PAGE EXCERPT:
__________

In each of these stories, Stalin, Lear, and Saul help us understand the modern example offered in Original Sin. Jake Tapper and Alex Thompson depict President Biden not as a tyrant, but as a leader in physical and cognitive decline whose inner circle chose to manage appearances rather than confront the truth. They report that aides controlled his schedule, minimized unscripted interactions, and edited events to hide signs of confusion or frailty. The justification was that Biden alone could defeat Donald Trump. But in attempting to protect him, they may have endangered the very cause they were fighting for.

There was no authoritarianism here, no madness, no moral evil. But there was a failure of courage. The same failure that let Stalin lie unattended, that let Lear banish the one honest voice, and that let Saul spiral into self-destruction.

So what are the leadership lessons we must take from these stories?

First, decline is inevitable. All leaders age. All institutions face moments of vulnerability. That is not the problem. The problem arises when the structures around a leader become so dependent on their authority, or so invested in their image, that they can no longer speak the truth.

Second, every system must protect space for honesty. Stalin built a system where honesty meant death. Lear built a court where praise was currency. Saul surrounded himself with yes-men. In each case, the truth was known, but it could not be said. That is the real danger, not the weakness of a leader, but the silence of those around them.

Third, loyalty to mission must outweigh loyalty to the person. When we build organizations, schools, churches, or governments that are centered on a single personality, we are always in danger of collapse. But when we build cultures where truth can rise, where power is shared, and where correction is welcomed, we give ourselves a fighting chance.

In King Lear, the moment of clarity comes too late. Lear recognizes his mistake, but only after Cordelia has been exiled and the kingdom torn apart. In the book of Samuel, Saul admits his failure. “I have played the fool", he realizes, but only after irreversible damage. In Stalin’s case, there is no repentance. The system he created long outlived him, still poisoned by the silence he demanded. And with Biden, according to Tapper’s account, the reckoning is only just beginning.

The question, then, is not whether leaders will decline. They will. The question is whether those around them have the integrity and courage to help them step down, to name what is real, and to protect the mission rather than the man. Every leader needs a Cordelia. Every president needs a Samuel. Every system needs someone who can say, with grace and conviction, “It’s time.” Not with cruelty. Not with arrogance. But with love for the truth, and loyalty to a cause greater than the individual. Because the madness at the center is never what brings the kingdom down.

It is the silence that surrounds it.

And yet, if we hoped we had learned our lesson, that hope may have been short-lived. One might imagine that after the painful revelations of Biden’s decline, the nation would take a breath, reflect, and recalibrate. That we would resolve not to build another system around a personality rather than a principle. That we would heed the ancient pattern and choose leaders who welcome truth rather than punish it.

But here we are again. The Trump presidency has returned, not with renewal, but with the same court of sycophants. Already, we see the same pattern: a leader incapable of accepting criticism, surrounded by loyalists unwilling to offer it. Truth is twisted to suit the whims of the man at the top, and those who dissent are cast out as traitors or losers. Institutions bend to fit the leader, rather than asking the leader to serve the institution.

This is not about politics. It is about power. It is about the danger of building any system where truth becomes subordinate to loyalty, and where the mission is held hostage to the personality of the one in charge. Whether left or right, progressive or populist, the lesson is the same. A kingdom falls not because the king is weak, but because no one dares to tell him so.

And we, the people, suffer the silence.

__________

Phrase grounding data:
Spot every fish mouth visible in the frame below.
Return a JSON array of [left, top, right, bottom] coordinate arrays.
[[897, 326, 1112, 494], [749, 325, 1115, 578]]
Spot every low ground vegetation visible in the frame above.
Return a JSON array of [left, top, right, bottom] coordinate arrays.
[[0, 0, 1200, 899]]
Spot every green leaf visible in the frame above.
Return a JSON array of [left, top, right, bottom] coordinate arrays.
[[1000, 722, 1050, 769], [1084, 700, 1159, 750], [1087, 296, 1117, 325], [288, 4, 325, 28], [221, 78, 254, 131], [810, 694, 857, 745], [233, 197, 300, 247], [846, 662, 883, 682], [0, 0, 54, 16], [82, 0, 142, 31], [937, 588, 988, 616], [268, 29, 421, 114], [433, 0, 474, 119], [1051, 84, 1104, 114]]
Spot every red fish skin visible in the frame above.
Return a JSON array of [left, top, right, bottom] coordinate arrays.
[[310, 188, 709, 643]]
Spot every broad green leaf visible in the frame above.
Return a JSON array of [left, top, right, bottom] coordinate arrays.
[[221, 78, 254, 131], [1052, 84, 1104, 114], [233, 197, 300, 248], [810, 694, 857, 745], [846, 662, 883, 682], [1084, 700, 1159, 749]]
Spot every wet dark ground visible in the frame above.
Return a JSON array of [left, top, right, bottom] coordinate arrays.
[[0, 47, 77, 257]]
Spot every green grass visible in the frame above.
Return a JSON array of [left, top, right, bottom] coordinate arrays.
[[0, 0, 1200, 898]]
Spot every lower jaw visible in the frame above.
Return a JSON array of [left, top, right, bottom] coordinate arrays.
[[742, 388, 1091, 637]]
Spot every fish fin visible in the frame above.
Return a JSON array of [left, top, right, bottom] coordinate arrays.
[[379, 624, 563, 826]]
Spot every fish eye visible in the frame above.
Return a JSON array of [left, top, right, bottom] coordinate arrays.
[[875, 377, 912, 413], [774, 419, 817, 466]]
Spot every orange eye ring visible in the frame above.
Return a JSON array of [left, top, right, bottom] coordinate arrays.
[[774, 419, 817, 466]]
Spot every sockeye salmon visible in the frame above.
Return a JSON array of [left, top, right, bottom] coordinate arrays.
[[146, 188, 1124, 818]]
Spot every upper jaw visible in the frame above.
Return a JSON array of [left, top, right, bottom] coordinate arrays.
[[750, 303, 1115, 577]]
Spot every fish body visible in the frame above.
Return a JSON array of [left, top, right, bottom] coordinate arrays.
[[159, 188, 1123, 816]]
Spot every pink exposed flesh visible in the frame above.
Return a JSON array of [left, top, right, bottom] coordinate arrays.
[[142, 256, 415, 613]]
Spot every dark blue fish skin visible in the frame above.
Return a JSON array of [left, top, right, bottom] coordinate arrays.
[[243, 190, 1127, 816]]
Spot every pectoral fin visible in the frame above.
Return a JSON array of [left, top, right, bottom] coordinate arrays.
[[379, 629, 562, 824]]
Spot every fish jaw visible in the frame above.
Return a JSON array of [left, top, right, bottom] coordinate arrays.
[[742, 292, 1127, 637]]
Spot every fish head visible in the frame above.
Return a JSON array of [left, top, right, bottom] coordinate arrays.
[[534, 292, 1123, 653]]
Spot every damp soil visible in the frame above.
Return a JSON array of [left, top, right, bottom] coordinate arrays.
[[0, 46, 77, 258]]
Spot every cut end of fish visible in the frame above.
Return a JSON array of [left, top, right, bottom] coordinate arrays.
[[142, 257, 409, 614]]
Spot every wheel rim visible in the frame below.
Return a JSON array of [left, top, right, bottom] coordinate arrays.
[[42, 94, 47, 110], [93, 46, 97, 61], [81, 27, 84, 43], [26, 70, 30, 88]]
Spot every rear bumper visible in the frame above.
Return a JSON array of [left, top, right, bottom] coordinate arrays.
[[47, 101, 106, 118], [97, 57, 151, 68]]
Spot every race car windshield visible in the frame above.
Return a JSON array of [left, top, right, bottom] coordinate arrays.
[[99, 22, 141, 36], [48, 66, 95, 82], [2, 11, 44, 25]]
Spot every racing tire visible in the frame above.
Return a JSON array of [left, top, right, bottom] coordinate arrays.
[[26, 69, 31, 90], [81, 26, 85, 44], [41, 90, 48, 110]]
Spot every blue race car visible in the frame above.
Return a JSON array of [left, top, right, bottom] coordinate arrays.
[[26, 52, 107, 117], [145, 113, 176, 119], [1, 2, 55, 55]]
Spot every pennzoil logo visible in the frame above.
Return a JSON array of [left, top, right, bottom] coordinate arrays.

__________

WORK INSTRUCTIONS: From the leadership essay above, return the passage starting at "But here we" and ending at "serve the institution.", copied word for word.

EXPECTED ANSWER:
But here we are again. The Trump presidency has returned, not with renewal, but with the same court of sycophants. Already, we see the same pattern: a leader incapable of accepting criticism, surrounded by loyalists unwilling to offer it. Truth is twisted to suit the whims of the man at the top, and those who dissent are cast out as traitors or losers. Institutions bend to fit the leader, rather than asking the leader to serve the institution.